---------- Brano proposto ----------

Il terremoto e la responsabilità italiana sulla protezione della bellezza universale

Stefano VaccarabyStefano Vaccara
amatrice terremoto

Amatrice, prima e dopo il terremoto (foto da Huffingtonpost.it)

Time: 4 mins read

Quando l’Italia trema, al mondo intero vengono i brividi. Quanto sei amata Italia! Questo pensiero a New York un po’ ci conforta alla notizia del terribile terremoto che ha colpito l’Italia a distanza di 7 anni da quello devastante dell’Aquila. Ancora al centro della Penisola, un po’ più a nord, dove la catena degli Appennini si eleva tra Lazio, Umbria, Marche e Abruzzo.

----------

**Consegna scritta 1**
Trascrivi i record dalla prima riga fino alla riga che contiene "x=291, y=55", inclusa, sostituendo "instance" con "occurrence" e lasciando invariato tutto il resto.
Il brano e i record sono materiali distinti e indipendenti.

---------- Dati esercizio ----------

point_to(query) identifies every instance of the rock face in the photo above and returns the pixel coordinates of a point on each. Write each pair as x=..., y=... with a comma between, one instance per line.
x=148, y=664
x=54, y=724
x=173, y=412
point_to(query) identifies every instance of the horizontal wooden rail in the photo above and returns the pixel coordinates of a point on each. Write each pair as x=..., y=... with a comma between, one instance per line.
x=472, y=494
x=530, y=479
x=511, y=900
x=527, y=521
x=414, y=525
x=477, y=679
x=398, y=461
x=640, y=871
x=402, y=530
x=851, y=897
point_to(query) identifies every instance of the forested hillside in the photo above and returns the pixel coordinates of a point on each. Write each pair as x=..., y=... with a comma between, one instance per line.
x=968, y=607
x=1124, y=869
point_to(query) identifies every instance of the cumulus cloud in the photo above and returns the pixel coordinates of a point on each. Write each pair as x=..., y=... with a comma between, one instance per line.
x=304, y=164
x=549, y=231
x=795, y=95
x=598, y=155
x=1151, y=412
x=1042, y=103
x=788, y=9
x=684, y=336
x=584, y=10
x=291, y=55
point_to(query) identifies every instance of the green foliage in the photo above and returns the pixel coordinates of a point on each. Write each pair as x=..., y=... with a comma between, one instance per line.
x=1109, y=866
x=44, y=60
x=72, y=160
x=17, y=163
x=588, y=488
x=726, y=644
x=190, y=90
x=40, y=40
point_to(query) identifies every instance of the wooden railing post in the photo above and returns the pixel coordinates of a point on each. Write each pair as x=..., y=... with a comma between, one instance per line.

----------

**Consegna scritta 2**
Continua il brano sul terremoto nell'Italia centrale, riprendendo subito dopo la sua ultima frase.

**Risposta al compito 1**
point_to(query) identifies every occurrence of the rock face in the photo above and returns the pixel coordinates of a point on each. Write each pair as x=..., y=... with a comma between, one occurrence per line.
x=148, y=664
x=54, y=724
x=173, y=412
point_to(query) identifies every occurrence of the horizontal wooden rail in the photo above and returns the pixel coordinates of a point on each. Write each pair as x=..., y=... with a comma between, one occurrence per line.
x=472, y=494
x=530, y=479
x=511, y=900
x=527, y=521
x=414, y=525
x=477, y=679
x=398, y=461
x=640, y=871
x=402, y=530
x=851, y=897
point_to(query) identifies every occurrence of the forested hillside in the photo above and returns the pixel coordinates of a point on each. Write each pair as x=..., y=... with a comma between, one occurrence per line.
x=968, y=607
x=1124, y=869
point_to(query) identifies every occurrence of the cumulus cloud in the photo above and returns the pixel coordinates of a point on each. Write each pair as x=..., y=... with a comma between, one occurrence per line.
x=304, y=164
x=549, y=231
x=795, y=95
x=598, y=155
x=1151, y=412
x=1042, y=103
x=788, y=9
x=684, y=336
x=584, y=10
x=291, y=55

**Risposta al compito 2**
Chi lavora tra comunicati giornalieri su tragedie internazionali, provocate più spesso dall’umanità che dagli eventi naturali, non può non accorgersi che quando un fatto grave accade in Italia, la reazione di chi ormai è assuefatto alle brutte notizie appare diversa. È come se nei visi di giornalisti e osservatori di catastrofi internazionali l’Italia non sia più un luogo geografico che ospita una nazione come tante altre, ma una terra che appartiene a tutti. Un luogo la cui bellezza è compresa da tutti e quindi goduta nella sua universalità. Quando il paese bello per tutti viene violentato da una calamità naturale come il terremoto del 24 agosto 2016, un sussulto di apprensione colpisce e si espande in tutti i continenti del mondo. Proprio così, quando l’Italia è ferita, soffrono tutti.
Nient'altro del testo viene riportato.